**Exercise data**:
>>>

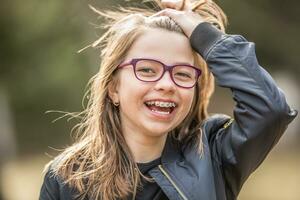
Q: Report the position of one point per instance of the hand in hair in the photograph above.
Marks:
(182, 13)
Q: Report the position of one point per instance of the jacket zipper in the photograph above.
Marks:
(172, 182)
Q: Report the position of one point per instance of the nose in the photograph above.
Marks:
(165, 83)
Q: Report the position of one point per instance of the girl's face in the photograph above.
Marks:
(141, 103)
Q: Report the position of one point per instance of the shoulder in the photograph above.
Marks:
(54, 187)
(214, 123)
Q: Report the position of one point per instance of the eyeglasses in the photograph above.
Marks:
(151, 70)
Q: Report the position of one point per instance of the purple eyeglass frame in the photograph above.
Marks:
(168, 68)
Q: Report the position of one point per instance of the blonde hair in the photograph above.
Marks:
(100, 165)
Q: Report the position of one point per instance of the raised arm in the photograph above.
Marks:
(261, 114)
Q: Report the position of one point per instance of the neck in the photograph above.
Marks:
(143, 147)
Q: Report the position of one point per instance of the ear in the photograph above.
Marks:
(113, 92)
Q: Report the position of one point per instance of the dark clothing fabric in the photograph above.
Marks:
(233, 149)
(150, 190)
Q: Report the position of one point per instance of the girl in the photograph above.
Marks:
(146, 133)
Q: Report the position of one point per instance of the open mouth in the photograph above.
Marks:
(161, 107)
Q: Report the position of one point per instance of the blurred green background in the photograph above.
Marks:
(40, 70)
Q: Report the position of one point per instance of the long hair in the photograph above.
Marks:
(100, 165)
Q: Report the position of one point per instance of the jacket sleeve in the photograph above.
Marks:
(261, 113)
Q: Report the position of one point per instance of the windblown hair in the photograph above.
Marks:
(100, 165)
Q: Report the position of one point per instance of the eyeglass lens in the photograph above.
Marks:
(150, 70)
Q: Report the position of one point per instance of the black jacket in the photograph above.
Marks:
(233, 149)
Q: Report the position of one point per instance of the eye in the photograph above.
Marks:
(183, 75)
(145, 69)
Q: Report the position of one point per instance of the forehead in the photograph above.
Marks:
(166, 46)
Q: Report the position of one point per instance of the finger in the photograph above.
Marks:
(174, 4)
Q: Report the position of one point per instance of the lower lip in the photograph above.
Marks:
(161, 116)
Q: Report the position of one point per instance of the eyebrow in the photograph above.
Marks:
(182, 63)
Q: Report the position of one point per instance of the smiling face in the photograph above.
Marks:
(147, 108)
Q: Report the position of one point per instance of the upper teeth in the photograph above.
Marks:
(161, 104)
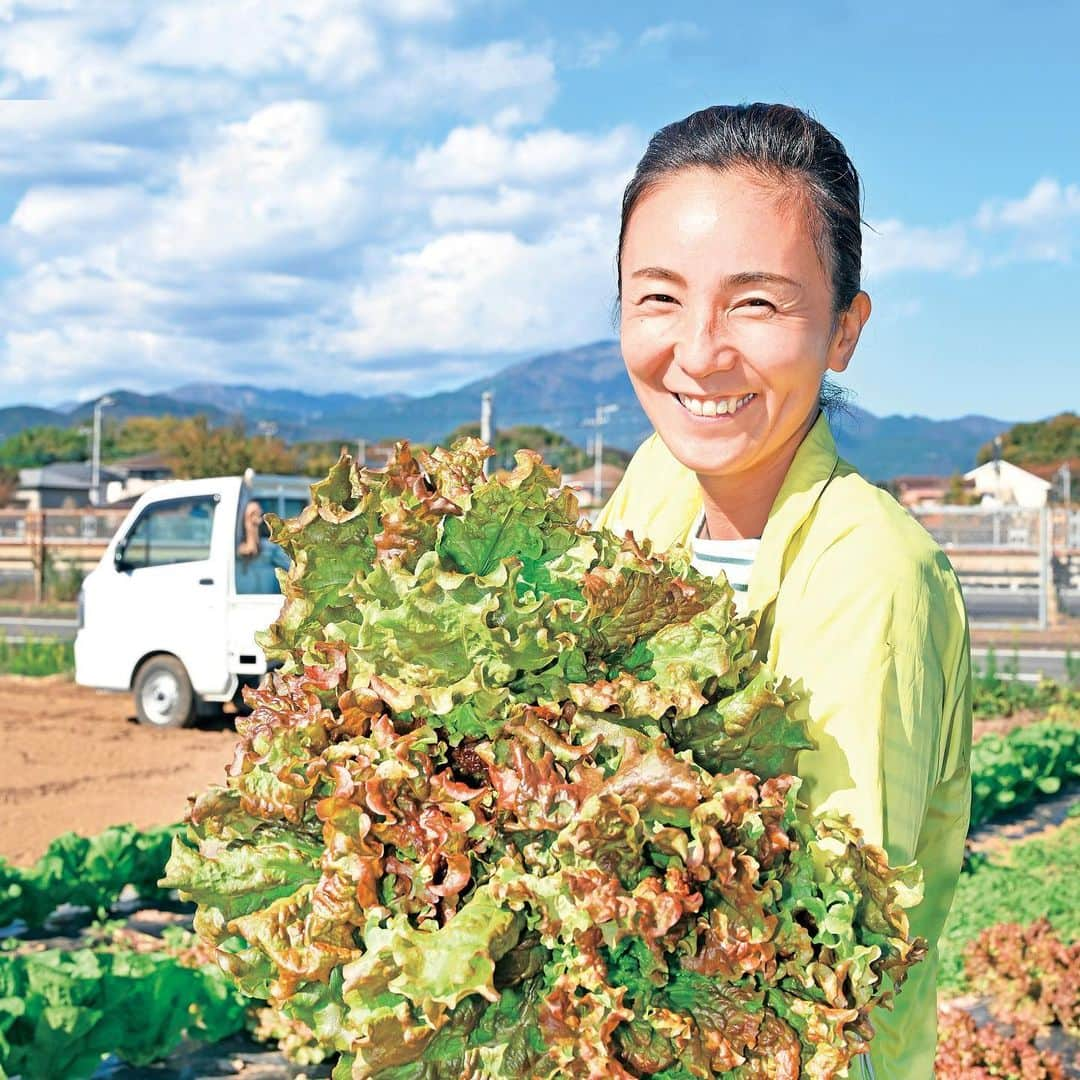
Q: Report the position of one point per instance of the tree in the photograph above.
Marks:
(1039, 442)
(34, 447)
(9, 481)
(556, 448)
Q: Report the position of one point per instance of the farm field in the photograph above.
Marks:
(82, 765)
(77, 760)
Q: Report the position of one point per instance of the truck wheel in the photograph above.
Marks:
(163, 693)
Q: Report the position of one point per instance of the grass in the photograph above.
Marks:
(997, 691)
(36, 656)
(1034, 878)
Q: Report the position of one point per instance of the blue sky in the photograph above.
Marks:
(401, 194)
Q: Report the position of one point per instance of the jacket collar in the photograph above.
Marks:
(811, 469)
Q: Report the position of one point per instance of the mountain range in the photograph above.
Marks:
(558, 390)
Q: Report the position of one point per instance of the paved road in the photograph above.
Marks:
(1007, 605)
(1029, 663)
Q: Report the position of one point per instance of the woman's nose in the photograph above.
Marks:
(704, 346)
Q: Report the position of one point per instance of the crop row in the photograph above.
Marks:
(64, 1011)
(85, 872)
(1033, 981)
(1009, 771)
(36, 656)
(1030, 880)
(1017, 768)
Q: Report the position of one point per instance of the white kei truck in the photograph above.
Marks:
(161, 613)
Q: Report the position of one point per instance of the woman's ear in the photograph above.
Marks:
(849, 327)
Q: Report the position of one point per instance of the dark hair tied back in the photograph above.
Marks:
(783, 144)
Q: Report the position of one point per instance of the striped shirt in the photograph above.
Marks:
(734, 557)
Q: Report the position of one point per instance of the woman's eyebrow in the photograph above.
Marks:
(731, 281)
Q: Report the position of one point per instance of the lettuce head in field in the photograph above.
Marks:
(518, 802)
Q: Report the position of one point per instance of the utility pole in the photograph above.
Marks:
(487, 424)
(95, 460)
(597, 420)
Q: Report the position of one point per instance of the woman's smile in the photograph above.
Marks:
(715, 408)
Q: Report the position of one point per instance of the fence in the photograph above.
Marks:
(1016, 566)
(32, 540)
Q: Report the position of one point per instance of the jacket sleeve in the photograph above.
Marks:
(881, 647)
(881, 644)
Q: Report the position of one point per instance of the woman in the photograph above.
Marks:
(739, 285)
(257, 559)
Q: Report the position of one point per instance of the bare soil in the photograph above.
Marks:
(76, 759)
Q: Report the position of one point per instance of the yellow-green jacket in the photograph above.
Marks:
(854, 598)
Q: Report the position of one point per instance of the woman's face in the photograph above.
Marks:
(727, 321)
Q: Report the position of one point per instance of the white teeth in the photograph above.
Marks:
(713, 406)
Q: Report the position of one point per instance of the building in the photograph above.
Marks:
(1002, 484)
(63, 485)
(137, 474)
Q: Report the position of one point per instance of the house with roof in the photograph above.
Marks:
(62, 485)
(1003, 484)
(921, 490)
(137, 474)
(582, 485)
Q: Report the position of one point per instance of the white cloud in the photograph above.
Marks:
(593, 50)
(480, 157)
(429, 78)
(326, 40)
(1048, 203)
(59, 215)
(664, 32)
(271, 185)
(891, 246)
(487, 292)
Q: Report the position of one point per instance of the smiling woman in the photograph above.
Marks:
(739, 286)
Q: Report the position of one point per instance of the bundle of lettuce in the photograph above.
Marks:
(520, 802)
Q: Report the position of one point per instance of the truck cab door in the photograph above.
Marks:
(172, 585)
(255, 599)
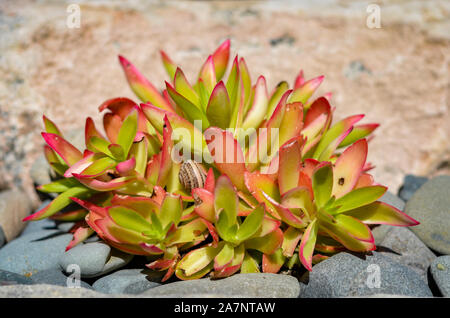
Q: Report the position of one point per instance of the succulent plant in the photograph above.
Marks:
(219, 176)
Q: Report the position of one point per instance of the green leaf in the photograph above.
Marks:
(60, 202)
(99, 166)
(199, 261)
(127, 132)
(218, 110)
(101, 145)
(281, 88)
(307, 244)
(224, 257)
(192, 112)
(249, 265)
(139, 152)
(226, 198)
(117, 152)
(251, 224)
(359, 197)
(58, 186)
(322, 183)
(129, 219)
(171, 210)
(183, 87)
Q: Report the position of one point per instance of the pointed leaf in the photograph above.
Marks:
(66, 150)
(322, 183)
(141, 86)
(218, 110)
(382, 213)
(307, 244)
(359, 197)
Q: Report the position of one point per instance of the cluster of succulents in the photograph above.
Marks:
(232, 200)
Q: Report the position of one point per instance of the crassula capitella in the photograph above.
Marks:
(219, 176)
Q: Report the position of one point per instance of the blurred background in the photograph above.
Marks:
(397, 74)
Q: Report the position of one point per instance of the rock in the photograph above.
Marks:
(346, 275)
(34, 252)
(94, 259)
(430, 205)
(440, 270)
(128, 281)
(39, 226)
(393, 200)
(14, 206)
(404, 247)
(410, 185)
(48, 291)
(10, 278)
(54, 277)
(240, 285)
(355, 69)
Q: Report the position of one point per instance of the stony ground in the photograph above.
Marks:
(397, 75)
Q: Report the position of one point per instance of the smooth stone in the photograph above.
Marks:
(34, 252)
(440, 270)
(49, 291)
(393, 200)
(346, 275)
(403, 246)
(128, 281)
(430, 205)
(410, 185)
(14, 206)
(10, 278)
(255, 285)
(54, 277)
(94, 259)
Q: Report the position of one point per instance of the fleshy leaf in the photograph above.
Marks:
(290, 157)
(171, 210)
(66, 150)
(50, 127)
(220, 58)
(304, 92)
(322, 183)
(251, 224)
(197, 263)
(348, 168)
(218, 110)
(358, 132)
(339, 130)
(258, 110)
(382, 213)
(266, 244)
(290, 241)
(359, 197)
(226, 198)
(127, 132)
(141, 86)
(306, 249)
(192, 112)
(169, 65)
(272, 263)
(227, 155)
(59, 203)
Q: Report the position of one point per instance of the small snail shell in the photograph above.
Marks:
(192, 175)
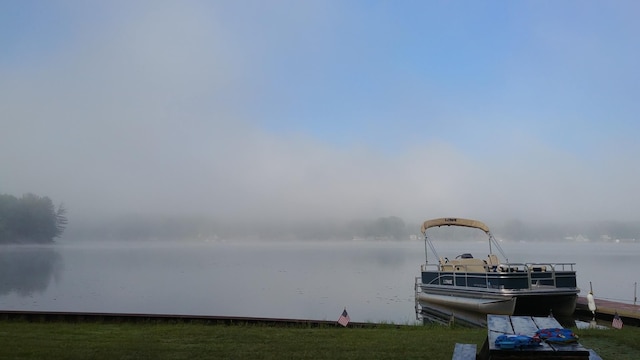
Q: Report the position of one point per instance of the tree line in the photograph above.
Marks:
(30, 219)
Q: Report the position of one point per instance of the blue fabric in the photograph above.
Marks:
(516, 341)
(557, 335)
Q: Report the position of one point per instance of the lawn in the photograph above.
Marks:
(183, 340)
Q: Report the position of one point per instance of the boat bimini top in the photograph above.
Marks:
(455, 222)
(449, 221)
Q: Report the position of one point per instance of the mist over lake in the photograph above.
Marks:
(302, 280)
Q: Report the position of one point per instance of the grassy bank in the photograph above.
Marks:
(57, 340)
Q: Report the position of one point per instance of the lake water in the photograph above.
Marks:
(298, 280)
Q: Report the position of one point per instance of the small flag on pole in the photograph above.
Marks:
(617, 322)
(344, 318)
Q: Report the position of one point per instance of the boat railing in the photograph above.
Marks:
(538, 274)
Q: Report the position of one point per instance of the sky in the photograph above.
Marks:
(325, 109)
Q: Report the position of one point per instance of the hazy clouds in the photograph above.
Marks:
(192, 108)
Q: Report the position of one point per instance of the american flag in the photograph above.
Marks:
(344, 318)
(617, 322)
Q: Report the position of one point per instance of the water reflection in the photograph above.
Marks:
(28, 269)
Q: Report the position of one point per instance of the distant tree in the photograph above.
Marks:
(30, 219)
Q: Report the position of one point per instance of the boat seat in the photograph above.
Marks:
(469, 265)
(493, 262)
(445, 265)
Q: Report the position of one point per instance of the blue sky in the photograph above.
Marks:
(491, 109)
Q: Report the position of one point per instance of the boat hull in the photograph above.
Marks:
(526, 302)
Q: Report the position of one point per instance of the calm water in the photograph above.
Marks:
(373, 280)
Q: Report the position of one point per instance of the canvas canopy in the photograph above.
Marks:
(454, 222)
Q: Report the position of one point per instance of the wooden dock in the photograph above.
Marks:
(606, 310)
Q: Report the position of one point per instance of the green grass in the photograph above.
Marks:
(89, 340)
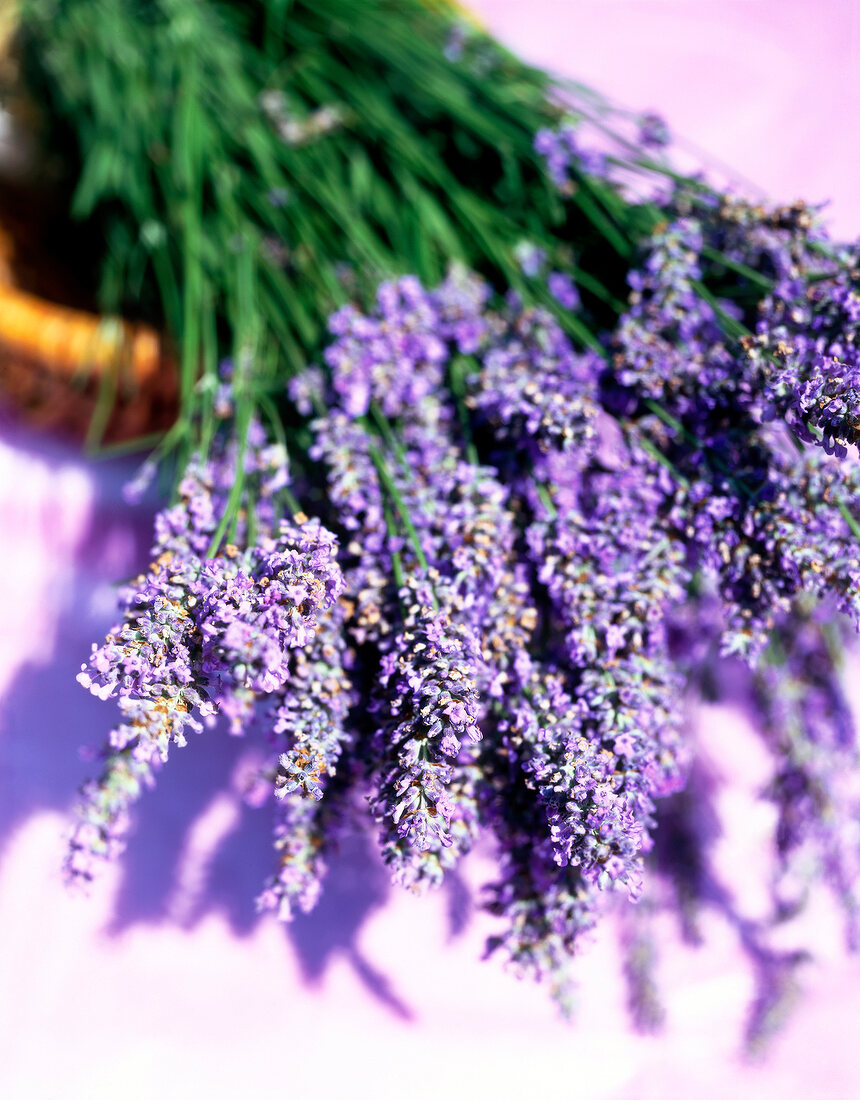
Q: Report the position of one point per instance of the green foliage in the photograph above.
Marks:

<<<

**Written problem**: Could you rewrite the lines from the one holding "smiling face in the photograph above." through the one holding "(1034, 878)", inclusive, with "photograph" changed to "image" and nothing else altered? Return only those lines, leaving out the picture marker.

**Correct output**:
Q: Report the position of one point per instance of the smiling face in the image above.
Marks:
(147, 108)
Q: Report the position of one point per instance of the upper teeth in the image above.
Marks:
(161, 104)
Q: Report the position of one point per instance of the tree in the image above.
Marks:
(1039, 442)
(34, 447)
(9, 481)
(556, 448)
Q: Report the position of one point per instance of the farm field in the image above.
Marks:
(82, 765)
(77, 760)
Q: Report the position of one point per instance of the truck wheel in the image above.
Marks:
(163, 693)
Q: Report the position of one point per instance of the grass in the image above.
Marks:
(997, 691)
(36, 656)
(1034, 878)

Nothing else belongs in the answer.